■ Exercise
Reproduce the rows from the beginning through the line containing "171), (106, 169)]]", substituting "full-grown deer" for "adult deer" and leaving everything else unchanged.
— start Supplied entries —
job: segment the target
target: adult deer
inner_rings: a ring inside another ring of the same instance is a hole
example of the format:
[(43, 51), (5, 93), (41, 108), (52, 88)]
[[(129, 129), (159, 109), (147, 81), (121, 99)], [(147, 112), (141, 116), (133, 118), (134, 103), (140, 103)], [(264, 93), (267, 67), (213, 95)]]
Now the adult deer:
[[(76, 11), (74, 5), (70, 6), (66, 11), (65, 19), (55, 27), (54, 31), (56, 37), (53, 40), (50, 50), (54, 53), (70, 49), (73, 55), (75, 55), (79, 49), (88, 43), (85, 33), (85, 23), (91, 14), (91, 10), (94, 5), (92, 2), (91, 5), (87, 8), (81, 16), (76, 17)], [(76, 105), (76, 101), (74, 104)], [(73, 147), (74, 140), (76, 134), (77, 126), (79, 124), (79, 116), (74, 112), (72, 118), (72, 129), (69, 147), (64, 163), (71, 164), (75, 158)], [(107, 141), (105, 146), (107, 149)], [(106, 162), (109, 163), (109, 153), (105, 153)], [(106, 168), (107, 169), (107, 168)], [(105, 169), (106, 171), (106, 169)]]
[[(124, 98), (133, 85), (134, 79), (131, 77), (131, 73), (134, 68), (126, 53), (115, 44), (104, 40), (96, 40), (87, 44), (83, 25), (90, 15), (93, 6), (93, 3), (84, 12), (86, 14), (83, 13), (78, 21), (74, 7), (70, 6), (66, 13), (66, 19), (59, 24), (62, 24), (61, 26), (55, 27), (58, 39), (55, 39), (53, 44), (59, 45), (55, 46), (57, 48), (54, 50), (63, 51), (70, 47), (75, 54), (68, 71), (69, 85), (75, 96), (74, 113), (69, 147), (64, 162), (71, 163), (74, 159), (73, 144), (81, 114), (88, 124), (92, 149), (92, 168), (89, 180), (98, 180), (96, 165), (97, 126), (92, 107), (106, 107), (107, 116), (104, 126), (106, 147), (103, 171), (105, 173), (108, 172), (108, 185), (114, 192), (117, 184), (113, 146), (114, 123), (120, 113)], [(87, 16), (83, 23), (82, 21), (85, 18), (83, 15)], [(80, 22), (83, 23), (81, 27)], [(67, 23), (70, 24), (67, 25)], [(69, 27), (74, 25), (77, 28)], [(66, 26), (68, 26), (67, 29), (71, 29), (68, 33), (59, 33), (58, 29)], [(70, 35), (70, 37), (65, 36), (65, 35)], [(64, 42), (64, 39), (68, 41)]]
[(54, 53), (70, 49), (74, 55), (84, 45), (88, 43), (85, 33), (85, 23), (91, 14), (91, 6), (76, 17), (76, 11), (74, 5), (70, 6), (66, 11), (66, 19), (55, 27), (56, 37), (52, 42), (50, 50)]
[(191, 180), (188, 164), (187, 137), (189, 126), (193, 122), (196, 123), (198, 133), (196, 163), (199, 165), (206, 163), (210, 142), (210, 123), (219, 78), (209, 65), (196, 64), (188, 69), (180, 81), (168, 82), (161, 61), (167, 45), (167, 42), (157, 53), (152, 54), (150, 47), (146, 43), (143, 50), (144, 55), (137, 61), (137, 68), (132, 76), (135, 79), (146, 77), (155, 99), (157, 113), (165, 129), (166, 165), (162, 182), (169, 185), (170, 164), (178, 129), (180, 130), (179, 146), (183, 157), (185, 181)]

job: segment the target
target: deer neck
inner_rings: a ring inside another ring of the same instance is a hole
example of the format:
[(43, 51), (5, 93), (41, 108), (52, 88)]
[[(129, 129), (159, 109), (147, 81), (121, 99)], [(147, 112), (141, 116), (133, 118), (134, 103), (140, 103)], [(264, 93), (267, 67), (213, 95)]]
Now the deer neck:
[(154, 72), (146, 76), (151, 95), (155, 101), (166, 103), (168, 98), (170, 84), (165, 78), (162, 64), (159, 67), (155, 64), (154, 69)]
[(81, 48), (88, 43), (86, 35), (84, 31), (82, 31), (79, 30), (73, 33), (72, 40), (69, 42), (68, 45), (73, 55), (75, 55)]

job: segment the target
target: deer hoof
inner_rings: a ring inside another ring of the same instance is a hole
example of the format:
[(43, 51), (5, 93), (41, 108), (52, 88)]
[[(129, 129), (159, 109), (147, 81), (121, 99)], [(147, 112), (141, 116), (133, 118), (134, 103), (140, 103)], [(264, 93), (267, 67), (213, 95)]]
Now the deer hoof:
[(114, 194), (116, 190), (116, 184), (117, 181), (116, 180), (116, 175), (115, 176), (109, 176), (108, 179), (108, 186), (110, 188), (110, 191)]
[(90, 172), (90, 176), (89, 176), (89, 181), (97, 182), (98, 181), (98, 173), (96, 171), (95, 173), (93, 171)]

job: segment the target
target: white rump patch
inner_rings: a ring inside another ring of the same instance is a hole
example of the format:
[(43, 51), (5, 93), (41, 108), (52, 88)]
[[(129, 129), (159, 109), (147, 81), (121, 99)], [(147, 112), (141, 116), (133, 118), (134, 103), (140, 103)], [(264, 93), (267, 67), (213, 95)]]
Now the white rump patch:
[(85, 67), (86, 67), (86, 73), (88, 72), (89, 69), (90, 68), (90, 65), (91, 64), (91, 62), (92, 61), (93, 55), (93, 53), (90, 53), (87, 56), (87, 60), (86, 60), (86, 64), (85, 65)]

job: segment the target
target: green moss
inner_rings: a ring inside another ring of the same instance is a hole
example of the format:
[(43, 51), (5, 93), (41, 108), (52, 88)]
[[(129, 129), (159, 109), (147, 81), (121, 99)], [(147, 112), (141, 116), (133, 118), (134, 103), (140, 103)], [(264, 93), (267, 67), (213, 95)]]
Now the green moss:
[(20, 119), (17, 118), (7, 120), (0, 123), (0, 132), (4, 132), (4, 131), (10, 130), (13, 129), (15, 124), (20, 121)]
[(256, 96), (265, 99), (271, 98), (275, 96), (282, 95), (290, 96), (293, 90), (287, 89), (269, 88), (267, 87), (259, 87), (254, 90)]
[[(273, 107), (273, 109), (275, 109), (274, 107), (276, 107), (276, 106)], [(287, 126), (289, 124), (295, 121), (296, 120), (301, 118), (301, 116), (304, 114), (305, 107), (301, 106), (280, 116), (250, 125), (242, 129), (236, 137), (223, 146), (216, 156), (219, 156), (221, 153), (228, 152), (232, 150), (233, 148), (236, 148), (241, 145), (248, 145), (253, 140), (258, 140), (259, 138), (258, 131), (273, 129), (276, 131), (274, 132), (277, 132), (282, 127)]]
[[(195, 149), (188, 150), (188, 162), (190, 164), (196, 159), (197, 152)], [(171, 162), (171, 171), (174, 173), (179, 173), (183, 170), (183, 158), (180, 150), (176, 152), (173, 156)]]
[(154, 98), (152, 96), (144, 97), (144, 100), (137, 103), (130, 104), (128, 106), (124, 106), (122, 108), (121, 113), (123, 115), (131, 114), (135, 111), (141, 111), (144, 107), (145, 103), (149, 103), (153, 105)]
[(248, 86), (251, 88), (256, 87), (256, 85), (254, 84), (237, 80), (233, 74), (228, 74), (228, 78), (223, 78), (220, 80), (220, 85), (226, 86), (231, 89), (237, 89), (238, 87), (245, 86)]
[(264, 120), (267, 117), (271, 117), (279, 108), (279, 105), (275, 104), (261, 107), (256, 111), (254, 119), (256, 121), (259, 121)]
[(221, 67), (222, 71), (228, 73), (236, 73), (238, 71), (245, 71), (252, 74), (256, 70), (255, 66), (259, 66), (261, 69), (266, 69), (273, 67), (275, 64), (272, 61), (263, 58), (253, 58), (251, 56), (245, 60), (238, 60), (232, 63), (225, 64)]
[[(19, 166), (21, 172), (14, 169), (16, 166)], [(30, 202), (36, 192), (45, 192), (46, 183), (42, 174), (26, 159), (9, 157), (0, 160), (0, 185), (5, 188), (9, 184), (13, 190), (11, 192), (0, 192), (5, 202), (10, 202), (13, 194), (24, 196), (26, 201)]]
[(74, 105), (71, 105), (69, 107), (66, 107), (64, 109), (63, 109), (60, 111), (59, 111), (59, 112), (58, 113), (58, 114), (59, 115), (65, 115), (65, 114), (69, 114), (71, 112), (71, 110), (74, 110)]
— end Supplied entries —
■ Output for this task
job: segment the target
target: full-grown deer
inner_rings: a ring inside another ring of the same instance is a hole
example of the format:
[(43, 51), (5, 93), (41, 108), (52, 88)]
[[(129, 129), (159, 109), (147, 81), (121, 99)], [(147, 112), (141, 116), (133, 118), (134, 103), (140, 103)], [(264, 93), (267, 67), (213, 95)]]
Now the full-grown deer:
[[(76, 11), (74, 5), (70, 6), (66, 11), (65, 19), (55, 27), (54, 31), (56, 37), (53, 40), (50, 50), (54, 53), (70, 49), (73, 55), (75, 55), (79, 49), (88, 43), (85, 33), (85, 23), (91, 14), (91, 10), (94, 5), (92, 2), (91, 5), (87, 8), (81, 16), (76, 17)], [(76, 105), (76, 101), (74, 104)], [(73, 147), (74, 140), (76, 134), (77, 126), (79, 124), (79, 116), (74, 112), (72, 118), (72, 129), (69, 147), (64, 163), (71, 164), (75, 158)], [(107, 141), (105, 146), (107, 149)], [(106, 162), (109, 163), (109, 153), (105, 153)], [(106, 168), (107, 169), (107, 168)], [(105, 169), (106, 171), (106, 169)]]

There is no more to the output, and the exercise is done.